### What you will do
Could you return all of the material below verbatim, line for line, but without the pictures?

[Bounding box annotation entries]
──────────

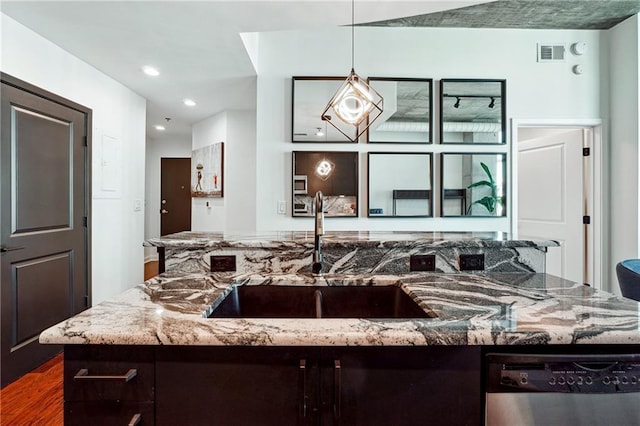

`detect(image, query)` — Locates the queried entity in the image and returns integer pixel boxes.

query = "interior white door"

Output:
[518,129,585,282]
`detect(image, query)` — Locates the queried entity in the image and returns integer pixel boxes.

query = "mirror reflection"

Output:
[440,79,506,144]
[440,153,507,217]
[292,151,358,217]
[291,77,357,143]
[368,77,433,143]
[368,152,433,217]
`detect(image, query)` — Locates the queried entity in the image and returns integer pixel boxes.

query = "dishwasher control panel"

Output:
[487,354,640,393]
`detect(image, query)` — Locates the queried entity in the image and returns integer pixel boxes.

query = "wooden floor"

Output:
[0,354,64,426]
[0,262,158,426]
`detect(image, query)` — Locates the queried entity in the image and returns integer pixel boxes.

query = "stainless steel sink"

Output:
[209,285,436,318]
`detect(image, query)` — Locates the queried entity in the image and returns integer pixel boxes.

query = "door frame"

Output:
[511,118,611,291]
[0,72,93,316]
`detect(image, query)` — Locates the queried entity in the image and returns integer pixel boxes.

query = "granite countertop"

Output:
[144,231,560,249]
[40,273,640,346]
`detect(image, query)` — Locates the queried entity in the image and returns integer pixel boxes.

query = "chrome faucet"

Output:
[311,191,324,274]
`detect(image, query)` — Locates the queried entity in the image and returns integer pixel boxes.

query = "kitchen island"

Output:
[40,273,640,425]
[40,233,640,426]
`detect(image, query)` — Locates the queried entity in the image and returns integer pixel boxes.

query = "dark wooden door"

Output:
[0,75,91,386]
[160,158,191,235]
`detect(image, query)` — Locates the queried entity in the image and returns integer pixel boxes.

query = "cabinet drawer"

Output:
[64,401,155,426]
[64,345,155,401]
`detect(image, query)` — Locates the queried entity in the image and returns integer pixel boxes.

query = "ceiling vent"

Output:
[538,43,567,62]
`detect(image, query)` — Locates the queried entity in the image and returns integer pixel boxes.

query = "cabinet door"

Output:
[156,347,318,426]
[64,401,154,426]
[64,345,155,402]
[320,346,482,426]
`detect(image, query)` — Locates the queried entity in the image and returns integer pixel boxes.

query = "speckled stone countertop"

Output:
[40,273,640,346]
[144,231,559,248]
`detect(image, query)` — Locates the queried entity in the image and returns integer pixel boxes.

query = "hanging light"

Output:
[321,0,383,142]
[315,158,336,181]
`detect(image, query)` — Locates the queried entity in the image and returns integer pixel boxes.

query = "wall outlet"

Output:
[209,255,236,272]
[458,254,484,271]
[409,254,436,272]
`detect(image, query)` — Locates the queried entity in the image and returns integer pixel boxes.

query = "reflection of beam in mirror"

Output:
[496,154,506,216]
[367,77,432,143]
[440,79,506,144]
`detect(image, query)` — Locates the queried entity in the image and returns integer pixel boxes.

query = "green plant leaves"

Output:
[467,162,502,214]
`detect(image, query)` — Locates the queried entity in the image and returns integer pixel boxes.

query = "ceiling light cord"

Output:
[351,0,356,71]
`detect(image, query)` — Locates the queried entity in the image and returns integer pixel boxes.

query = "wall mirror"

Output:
[368,152,433,217]
[292,151,358,217]
[440,79,507,144]
[440,153,507,217]
[291,76,357,143]
[367,77,433,143]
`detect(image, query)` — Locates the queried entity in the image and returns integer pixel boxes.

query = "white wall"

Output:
[607,15,640,290]
[256,28,603,232]
[0,14,146,304]
[144,136,191,261]
[191,111,256,232]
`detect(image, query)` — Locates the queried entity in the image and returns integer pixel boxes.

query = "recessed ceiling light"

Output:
[142,65,160,77]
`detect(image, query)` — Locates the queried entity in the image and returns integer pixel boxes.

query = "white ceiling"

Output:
[0,0,485,139]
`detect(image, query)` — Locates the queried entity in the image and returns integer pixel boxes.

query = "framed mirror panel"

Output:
[440,153,507,217]
[291,151,358,217]
[367,152,433,217]
[291,77,357,143]
[440,79,507,144]
[367,77,433,144]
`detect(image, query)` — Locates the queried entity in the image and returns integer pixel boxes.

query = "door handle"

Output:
[0,247,24,253]
[333,359,342,422]
[73,368,138,382]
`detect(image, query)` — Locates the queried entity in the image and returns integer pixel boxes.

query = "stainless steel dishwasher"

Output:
[485,353,640,426]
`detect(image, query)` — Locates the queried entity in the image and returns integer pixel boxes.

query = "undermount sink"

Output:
[209,285,436,318]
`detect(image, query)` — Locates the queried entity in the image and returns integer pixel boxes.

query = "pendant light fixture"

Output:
[321,0,383,142]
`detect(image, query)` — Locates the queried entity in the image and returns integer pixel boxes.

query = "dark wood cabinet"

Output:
[156,347,315,426]
[321,346,482,426]
[156,347,481,426]
[64,345,155,425]
[64,345,482,426]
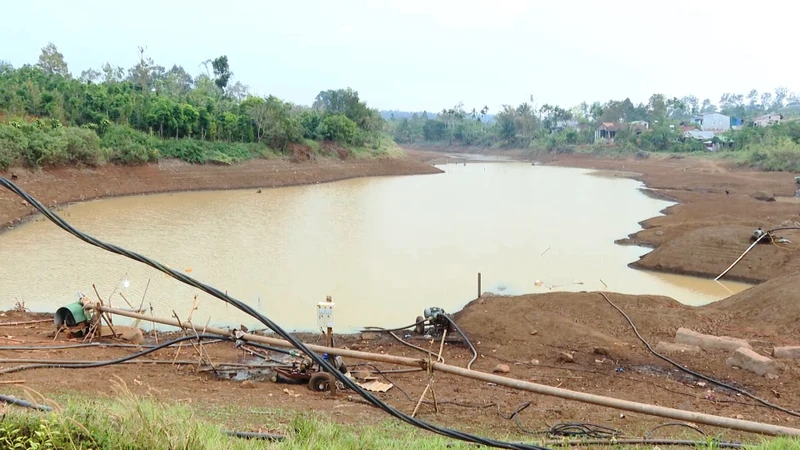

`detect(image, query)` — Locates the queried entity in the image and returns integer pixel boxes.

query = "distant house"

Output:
[683,129,718,151]
[594,122,620,142]
[594,120,650,143]
[753,114,783,127]
[683,129,716,141]
[550,120,580,133]
[681,124,698,133]
[692,113,731,133]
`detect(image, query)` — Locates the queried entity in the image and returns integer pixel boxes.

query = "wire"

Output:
[545,439,745,448]
[0,177,545,450]
[442,314,478,370]
[0,337,227,351]
[598,292,800,417]
[0,395,53,411]
[514,418,623,439]
[222,430,286,442]
[644,422,708,439]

──────────

### Exercise answer
`detect(image, query)` — Locates the queried entity in the image and returns integer pixel boxes.

query = "interior white door"

Output:
[518,129,585,282]
`detect(image, query)` — Locates the queried entity in the image and returns integer pixel boxes.

query = "mirror reflection"

Output:
[440,79,506,144]
[440,153,507,217]
[292,151,358,217]
[291,77,357,143]
[368,77,433,143]
[368,152,433,217]
`detect(image, query)` — Locates the queried entity in the image and returns integer pixel boxes.

query = "dishwasher control panel"

Output:
[487,354,640,393]
`detect(image, query)` — Locates the queried entity in the image and returns integer pixel boxes.

query = "wooden floor"

Output:
[0,354,64,426]
[0,262,158,426]
`detect(image, query)` — Locates the queried entity in the image and returns integer pixel boxes.

query = "stainless steel sink"

Output:
[209,285,436,318]
`detect(image, query)` — Locates the queried entity in the image and returns integer pixel boxes.

query = "door frame"

Output:
[511,118,611,291]
[0,72,93,316]
`detect(image, query)` — Locates the queried entity in the image and returns integer pixel boxes.

query = "granite countertop"

Output:
[144,231,560,249]
[40,273,640,346]
`detect(image, query)` — Locates the queried entity in the image and returns integer pixel boxes.

query = "chrome faucet"

Output:
[311,191,324,274]
`detect(image, query)` — Locates the queried entity in the image and returns integer pixel boxes.

query = "kitchen island"

Output:
[40,273,640,425]
[40,233,640,426]
`detect(image, query)` — Locates the queried entity in the image and returns integer pixel boxes.

query = "dark wooden door"

Output:
[0,75,91,386]
[160,158,191,235]
`detect(image, query)` — Locates the queried entity in the image and returns integer pixel boxes.

query = "cabinet drawer"

Output:
[64,401,155,426]
[64,345,155,401]
`detect(image, query)` — Locates the queried entity in the image and returns integer pixel boxes.

query = "ceiling vent"

Output:
[538,43,567,62]
`detect(image, query)` — Locates the queried entity in the image and returns integer pixel boxes.

query = "cabinet door"

Output:
[156,347,318,426]
[64,401,154,426]
[64,345,155,402]
[320,346,482,426]
`detect(image, query)` — Locates the queried entity in the image and returns integer pixel boxes.

query = "speckled stone countertop"

Output:
[40,273,640,346]
[144,231,559,248]
`detect(image, query)` — Locates the queried entity in the image and returns integer pixel boxes.

query = "hanging light"

Output:
[321,0,383,142]
[315,158,336,181]
`detect(image, query)` — Locates the queried entity in the image and returns integer pixel boxes.

query = "wall outlet"

Output:
[209,255,236,272]
[458,254,484,271]
[409,254,436,272]
`detect(image, query)` — Locates the queried entity in the image and returns integer pixel boxes.

query = "reflection of beam in mirror"

Output:
[496,154,506,216]
[367,77,432,143]
[440,79,506,144]
`detect(image, query)` — Locates the queried entity in the image and returns integer pixel boxes.

query = "green plant leaves"

Output:
[467,162,502,214]
`detect(image, query)` — Locates the queried entity in the image and returns integer pixel boxes.

query = "ceiling light cord"

Output:
[351,0,356,71]
`detect(image, query)` — Locates the queried entity in the image and returns integer pixel boxes.

query = "wall mirror"

Output:
[368,152,433,217]
[292,151,358,217]
[440,79,507,144]
[440,153,507,217]
[291,76,357,143]
[367,77,433,143]
`detect(image, query)` — Locates the queried entity in the image and returns integer pixel boxes.

query = "white wall"

Output:
[607,15,640,290]
[256,28,603,232]
[0,14,146,304]
[144,136,191,261]
[191,111,256,232]
`detect(image, query)` — Locates the queried entity in the image and returns integer pixel boxes.

query = "recessed ceiling light"

Output:
[142,65,160,77]
`detect(image, query)` — Locates the queried entity in the image and returns integer pixel boxes.

query = "white ceiling"

Output:
[0,0,485,139]
`detect(image, query)` — Locates the queried entity in the image and returns integer pixel boxes.

query = "framed mirror panel"

Output:
[440,153,507,217]
[291,151,358,217]
[367,152,433,217]
[291,77,357,143]
[440,79,507,144]
[367,77,433,144]
`detect(image, query)` — Locates the queried entity in the image and returns integer pixel boxes.

query = "door handle"

Output:
[0,247,24,253]
[333,359,342,422]
[73,368,138,382]
`detect(image, query)` — Locates the queried entity in the image and returns integer pixel boxes.

query = "stainless steel dishwasher"

Output:
[485,353,640,426]
`detect(image, query)` — Locates the queried entity in the image and returns integer pixel boxes.

query = "undermount sink"

Output:
[209,285,436,318]
`detect(image, query)` — Locates the queried entity in the image and returns integer pixel boxes.

query = "pendant light fixture"

Output:
[321,0,383,142]
`detect(image, query)` — Locates the queried entity in the image and returns integer pixel boxes.

query = "dark wood cabinet"

Output:
[156,347,315,426]
[321,346,482,426]
[156,347,481,426]
[64,345,155,425]
[64,345,482,426]

`detect(image, query)` — Locates the queried entity in the image and returns integer pixel boxes.

query = "distant house"

Output:
[683,129,718,151]
[594,122,620,142]
[594,120,650,143]
[753,114,783,127]
[683,129,716,141]
[550,120,580,133]
[681,124,698,133]
[692,113,731,133]
`detect(image, query)` — Locates the queried entity in the image and returns integer pixel boxes.

query = "wire"

Output:
[545,439,745,448]
[0,177,545,450]
[442,314,478,370]
[0,337,227,351]
[598,292,800,417]
[0,395,53,411]
[514,418,623,439]
[222,430,286,442]
[644,422,708,439]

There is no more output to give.